- Exercise objective -
Please copy the records below without changes, from the line containing "Mark each instance of the water skier" down through the end of the records.

- Data -

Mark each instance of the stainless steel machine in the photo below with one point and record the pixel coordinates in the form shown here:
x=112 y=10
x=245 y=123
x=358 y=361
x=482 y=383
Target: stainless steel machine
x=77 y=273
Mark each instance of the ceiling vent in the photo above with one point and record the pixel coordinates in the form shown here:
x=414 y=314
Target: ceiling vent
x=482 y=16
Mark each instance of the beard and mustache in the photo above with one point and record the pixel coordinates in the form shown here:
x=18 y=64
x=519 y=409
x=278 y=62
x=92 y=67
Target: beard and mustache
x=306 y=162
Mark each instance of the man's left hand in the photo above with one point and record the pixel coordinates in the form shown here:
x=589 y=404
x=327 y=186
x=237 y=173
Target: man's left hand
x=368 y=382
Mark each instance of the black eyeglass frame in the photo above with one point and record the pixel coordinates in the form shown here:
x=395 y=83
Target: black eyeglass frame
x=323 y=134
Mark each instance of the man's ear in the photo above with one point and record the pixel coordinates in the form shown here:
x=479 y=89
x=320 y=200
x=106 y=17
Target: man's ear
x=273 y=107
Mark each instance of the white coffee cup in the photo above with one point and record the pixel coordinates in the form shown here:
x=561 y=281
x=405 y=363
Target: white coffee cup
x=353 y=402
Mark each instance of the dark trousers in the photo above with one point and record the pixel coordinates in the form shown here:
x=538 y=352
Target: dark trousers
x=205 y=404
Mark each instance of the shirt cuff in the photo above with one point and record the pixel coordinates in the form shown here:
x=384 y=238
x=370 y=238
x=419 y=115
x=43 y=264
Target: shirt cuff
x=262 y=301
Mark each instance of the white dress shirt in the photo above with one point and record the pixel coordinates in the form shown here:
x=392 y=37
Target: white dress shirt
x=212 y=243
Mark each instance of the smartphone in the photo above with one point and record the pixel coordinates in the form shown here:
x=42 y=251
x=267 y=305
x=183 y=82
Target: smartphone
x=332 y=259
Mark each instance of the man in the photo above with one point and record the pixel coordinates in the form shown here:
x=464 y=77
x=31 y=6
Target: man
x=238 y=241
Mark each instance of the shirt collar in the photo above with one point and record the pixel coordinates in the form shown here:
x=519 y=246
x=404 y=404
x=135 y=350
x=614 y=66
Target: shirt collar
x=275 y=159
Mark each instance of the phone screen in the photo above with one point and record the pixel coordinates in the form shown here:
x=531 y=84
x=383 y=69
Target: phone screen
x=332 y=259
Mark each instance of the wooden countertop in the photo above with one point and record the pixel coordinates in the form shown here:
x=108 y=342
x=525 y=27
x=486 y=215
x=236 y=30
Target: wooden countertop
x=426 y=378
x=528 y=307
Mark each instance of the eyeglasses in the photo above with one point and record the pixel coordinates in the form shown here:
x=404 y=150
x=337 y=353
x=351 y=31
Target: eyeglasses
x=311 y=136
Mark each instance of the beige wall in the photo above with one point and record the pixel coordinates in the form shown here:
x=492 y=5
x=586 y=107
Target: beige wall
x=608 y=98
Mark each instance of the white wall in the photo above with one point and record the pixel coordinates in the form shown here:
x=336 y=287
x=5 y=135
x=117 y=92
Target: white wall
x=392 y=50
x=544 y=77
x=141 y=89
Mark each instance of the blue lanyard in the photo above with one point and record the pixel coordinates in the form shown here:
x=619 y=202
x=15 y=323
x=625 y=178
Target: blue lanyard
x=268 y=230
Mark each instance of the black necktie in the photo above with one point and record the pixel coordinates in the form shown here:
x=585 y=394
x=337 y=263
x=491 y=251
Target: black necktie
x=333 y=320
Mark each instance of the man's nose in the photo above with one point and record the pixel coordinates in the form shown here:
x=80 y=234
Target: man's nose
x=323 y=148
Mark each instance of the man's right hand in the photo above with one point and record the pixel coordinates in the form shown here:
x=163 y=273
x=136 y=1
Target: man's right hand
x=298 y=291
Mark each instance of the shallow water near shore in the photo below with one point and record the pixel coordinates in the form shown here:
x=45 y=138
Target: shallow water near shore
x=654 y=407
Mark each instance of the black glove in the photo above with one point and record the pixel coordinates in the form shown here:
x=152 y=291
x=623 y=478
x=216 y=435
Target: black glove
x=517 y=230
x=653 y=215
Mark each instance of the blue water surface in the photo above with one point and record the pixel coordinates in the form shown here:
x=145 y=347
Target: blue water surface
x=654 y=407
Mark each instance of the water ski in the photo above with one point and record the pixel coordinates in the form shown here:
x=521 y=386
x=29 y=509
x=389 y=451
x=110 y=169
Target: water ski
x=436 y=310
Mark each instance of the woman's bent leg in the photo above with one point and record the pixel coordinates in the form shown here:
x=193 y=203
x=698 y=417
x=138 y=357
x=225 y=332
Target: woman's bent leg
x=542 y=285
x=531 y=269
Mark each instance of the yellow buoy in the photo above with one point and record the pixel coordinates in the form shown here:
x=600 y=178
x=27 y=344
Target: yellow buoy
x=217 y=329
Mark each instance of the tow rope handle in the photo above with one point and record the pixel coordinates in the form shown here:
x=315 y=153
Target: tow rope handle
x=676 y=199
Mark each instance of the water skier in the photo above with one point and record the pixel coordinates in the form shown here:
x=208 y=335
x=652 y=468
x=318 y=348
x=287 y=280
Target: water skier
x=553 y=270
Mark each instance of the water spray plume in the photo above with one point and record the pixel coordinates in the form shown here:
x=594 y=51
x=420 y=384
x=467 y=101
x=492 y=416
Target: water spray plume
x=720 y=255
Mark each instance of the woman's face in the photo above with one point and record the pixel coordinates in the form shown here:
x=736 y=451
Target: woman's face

- Result -
Mark each instance of the water skier in the photo above with one point and record the pixel coordinates in the form shown here:
x=208 y=335
x=652 y=468
x=318 y=348
x=287 y=280
Target: water skier
x=553 y=270
Mark each instance of the water spray plume in the photo above with one point and record the pixel coordinates in the form shown here:
x=594 y=51
x=420 y=384
x=467 y=101
x=492 y=416
Target: water spray plume
x=720 y=255
Mark each instance of the woman's face in the photo above with one point and record the pixel coordinates in the form shown here:
x=736 y=451
Target: woman's face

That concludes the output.